Before we run any quality checks we first need to create a list of what tests we want to run and on what data we want to run those tests.

To do this we can build up a dictionary, with the key being the curve(s) we want to run the checks on. If want to run it on all of the curves we need to use the key Each.

For every curve we will check if there are any flatline values, any gaps and making sure the curve is not empty. For the gamma ray (GR) and bulk density (RHOB) curves we are going to check that all of the values are positive, that they are between standard ranges and that the units are what we expect them to be.

    tests = {'Each': [wq.no_flat,
                     wq.no_gaps,
                     wq.not_empty],
            'GR': [
                    wq.all_positive,
                    wq.all_between(0, 250),
                    wq.check_units(['API', 'GAPI']),
            ],
            'RHOB': [
                    wq.all_positive,
                    wq.all_between(1.5, 3),
                    wq.check_units(['G/CC', 'g/cm3']),
            ]}

We could run the tests as they are, however, the output is not easy to read. To make easier and nicer, we will using the HTML function from IPython.display to make a pretty table.

Once the module is imported we can create a variable called data_qc_table to store the information in. Assigned to this variable will be data.qc_table_html(tests) which generates the table from the tests dictionary we created above.

    from IPython.display import HTML
    data_qc_table = well.qc_table_html(tests)
    HTML(data_qc_table)

After running the tests we can see that we have a coloured HTML table returned. Anything highlighted in green is True and anything in red is False.

From the table we can see that the BS (BitSize) curve failed on one of the three tests. Under the no_flat column we have a False value flagged which suggests that this curve contains constant/flat values. This has been correctly flagged as the bitsize curve measures the drill bit diameter, which will be constant for a given run or series of runs.

We can also see that a number of curves have been flagged as containing gaps.

The tests that were run just for GR and RHOB can also be seen in the table. When we run specific tests on specific curves, the remainder of the the results will be greyed out.

We can run another test to identify the fraction of the data that is not nan. For this we setup a new test and apply to all curves using Each.

    tests_nans = {'Each': [wq.fraction_not_nans]}
    
    data_nans_qc_table = well.qc_table_html(tests_nans)
    HTML(data_nans_qc_table)

Once we run these tests we are presented with a table similar to the one above. In the last column we have the total fraction of values for each curve this is not a nan. These values are in decimal, with a value of 1.0 representing 100% completeness. The Score column contains a rounded version of this number.

Bounding-box records
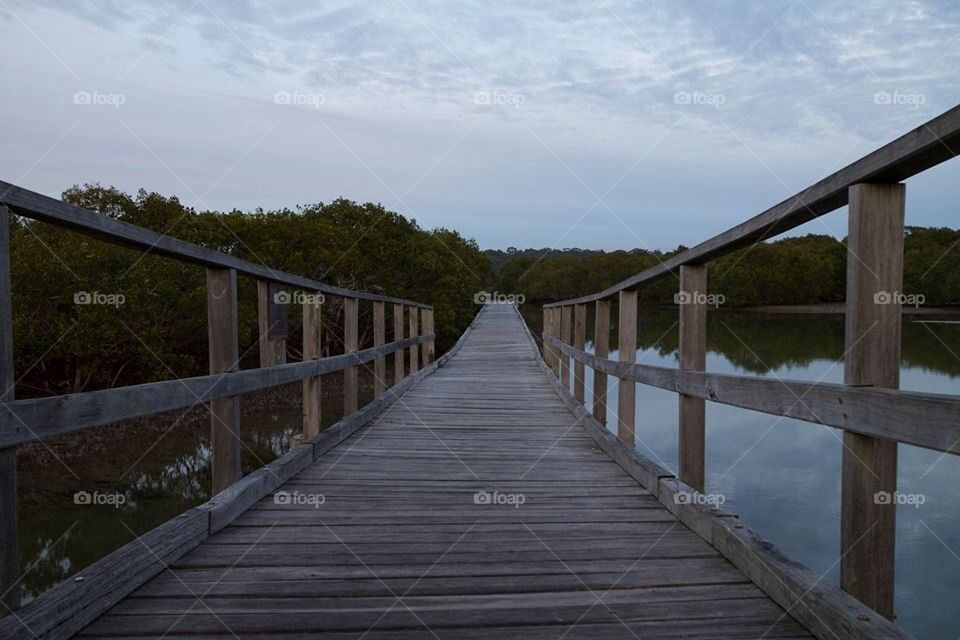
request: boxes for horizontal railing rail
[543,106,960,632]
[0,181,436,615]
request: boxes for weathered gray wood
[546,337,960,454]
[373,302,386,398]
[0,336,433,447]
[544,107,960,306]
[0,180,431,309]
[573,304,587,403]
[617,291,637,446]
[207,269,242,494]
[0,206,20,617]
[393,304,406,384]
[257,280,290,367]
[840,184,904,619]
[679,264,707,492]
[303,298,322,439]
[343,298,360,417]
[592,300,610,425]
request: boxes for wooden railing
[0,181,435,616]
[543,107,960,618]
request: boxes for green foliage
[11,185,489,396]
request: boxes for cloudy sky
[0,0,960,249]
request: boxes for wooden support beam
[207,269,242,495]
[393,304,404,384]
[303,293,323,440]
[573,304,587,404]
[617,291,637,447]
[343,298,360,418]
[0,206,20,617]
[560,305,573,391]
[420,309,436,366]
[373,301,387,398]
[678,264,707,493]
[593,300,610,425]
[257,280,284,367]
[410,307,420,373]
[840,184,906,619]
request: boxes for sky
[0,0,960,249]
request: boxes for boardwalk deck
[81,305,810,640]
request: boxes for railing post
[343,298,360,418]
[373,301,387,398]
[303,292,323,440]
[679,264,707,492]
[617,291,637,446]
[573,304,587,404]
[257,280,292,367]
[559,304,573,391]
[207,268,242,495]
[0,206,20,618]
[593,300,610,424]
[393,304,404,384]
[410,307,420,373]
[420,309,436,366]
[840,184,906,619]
---
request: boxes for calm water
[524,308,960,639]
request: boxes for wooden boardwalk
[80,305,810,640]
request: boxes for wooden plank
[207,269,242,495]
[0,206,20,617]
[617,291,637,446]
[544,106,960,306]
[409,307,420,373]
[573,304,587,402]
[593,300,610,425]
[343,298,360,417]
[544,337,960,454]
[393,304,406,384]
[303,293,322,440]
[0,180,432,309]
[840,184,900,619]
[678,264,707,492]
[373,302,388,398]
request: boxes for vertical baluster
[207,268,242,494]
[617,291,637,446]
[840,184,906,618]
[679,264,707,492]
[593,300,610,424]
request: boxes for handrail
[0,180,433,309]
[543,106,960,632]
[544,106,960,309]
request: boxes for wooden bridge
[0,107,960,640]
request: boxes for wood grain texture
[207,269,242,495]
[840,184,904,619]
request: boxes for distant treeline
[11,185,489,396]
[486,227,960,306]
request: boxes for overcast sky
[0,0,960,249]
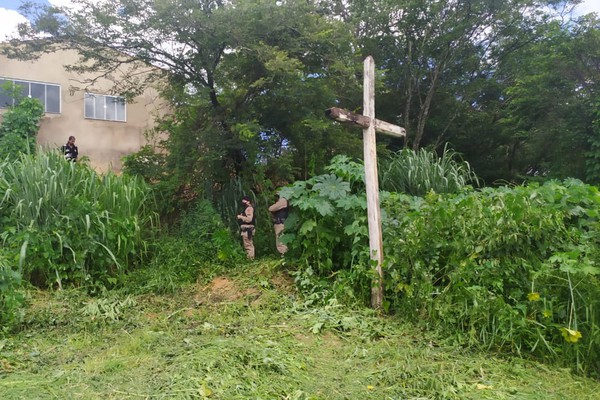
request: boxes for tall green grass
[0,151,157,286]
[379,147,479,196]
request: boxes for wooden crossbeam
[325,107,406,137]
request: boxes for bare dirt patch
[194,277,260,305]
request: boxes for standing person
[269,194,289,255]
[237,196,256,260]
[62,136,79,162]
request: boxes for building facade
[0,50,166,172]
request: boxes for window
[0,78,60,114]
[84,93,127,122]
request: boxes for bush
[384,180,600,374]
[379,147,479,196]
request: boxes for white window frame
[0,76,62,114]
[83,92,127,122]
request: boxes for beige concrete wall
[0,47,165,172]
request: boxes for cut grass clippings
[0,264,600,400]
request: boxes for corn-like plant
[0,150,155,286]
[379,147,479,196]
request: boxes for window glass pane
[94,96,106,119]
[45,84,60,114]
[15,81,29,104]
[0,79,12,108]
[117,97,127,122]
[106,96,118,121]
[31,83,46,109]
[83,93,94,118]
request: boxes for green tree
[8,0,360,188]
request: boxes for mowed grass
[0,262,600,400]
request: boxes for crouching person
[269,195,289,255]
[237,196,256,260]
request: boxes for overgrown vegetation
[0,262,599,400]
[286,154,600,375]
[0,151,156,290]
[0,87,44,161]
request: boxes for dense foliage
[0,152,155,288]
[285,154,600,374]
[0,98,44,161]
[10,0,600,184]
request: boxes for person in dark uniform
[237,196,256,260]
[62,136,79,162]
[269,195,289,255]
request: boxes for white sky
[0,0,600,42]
--
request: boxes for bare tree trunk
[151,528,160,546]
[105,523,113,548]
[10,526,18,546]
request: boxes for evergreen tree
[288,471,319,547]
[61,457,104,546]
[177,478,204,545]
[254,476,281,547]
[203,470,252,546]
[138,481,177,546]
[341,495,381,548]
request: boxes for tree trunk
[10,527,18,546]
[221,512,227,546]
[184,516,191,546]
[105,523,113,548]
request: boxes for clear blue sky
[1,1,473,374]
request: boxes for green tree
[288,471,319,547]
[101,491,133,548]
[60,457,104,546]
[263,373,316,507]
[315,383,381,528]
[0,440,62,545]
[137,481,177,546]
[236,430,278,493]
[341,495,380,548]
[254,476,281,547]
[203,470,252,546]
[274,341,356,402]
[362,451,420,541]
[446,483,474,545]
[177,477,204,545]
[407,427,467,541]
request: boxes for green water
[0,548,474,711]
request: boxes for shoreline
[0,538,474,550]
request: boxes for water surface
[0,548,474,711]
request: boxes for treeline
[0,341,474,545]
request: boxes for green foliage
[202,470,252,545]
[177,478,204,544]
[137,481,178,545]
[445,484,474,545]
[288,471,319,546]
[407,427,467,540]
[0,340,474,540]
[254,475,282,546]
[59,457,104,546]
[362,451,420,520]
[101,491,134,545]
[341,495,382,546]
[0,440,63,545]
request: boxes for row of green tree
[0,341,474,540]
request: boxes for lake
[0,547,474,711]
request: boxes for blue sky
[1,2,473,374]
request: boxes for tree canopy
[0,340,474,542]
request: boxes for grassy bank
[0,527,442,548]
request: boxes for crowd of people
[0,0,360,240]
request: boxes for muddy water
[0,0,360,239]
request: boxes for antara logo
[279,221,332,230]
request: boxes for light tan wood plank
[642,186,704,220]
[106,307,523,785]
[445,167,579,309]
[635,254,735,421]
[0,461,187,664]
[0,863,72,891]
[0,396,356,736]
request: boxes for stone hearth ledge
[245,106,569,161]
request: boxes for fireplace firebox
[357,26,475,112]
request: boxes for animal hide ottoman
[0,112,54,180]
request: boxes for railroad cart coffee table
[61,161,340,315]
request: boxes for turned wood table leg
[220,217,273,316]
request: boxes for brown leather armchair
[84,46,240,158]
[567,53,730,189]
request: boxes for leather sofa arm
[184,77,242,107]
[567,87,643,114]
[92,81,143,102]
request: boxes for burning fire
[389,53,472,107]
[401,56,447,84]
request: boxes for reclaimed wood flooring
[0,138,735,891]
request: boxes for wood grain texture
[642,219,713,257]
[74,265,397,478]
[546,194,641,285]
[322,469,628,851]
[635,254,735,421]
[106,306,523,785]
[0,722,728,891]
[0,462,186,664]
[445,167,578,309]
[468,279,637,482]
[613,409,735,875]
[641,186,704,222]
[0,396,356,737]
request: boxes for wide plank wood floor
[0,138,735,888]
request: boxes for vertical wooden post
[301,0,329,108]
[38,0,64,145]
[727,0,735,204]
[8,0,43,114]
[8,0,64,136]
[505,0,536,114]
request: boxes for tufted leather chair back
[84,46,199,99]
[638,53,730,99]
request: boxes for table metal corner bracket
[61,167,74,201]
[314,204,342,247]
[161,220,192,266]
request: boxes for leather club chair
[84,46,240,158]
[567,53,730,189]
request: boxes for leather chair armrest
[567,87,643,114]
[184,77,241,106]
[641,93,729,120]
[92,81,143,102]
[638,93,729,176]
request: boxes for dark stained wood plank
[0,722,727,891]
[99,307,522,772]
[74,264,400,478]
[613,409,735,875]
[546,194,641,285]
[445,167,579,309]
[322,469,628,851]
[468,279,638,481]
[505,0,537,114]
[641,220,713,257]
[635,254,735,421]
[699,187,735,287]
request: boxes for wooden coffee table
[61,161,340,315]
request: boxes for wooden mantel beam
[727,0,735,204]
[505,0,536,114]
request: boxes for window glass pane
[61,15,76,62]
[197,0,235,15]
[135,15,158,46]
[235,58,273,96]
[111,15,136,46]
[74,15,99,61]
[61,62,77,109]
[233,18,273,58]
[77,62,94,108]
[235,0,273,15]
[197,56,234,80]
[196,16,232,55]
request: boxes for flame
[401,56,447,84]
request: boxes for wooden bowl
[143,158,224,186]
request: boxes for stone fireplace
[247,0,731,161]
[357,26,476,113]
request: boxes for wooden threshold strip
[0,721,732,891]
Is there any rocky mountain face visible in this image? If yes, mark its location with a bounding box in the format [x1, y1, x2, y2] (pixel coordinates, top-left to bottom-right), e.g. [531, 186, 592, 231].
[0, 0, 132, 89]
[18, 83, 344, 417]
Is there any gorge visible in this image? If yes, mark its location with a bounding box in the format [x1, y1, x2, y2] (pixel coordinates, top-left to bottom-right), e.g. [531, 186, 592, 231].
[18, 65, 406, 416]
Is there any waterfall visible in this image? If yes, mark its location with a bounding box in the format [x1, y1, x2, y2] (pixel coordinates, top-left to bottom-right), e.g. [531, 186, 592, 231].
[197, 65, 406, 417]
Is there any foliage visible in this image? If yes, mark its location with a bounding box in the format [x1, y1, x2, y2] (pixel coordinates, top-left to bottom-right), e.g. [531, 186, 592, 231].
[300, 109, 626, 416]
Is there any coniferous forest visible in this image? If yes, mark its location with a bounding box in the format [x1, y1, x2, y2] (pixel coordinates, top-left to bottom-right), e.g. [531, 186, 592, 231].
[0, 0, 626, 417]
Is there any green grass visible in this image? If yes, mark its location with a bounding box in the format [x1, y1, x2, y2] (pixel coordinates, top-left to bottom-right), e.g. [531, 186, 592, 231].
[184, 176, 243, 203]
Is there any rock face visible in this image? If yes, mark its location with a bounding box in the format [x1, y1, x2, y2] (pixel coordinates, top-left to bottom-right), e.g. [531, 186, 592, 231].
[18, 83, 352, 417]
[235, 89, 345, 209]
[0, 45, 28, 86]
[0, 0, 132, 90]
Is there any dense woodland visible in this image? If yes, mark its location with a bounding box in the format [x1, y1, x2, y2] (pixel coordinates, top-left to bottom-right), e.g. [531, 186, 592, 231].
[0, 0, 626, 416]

Requirements:
Please list every unit string that the well-log quality-check excerpt above accepts for the GR and RHOB curves, grouped by curve.

Written answer:
GR: API, GAPI
RHOB: G/CC, g/cm3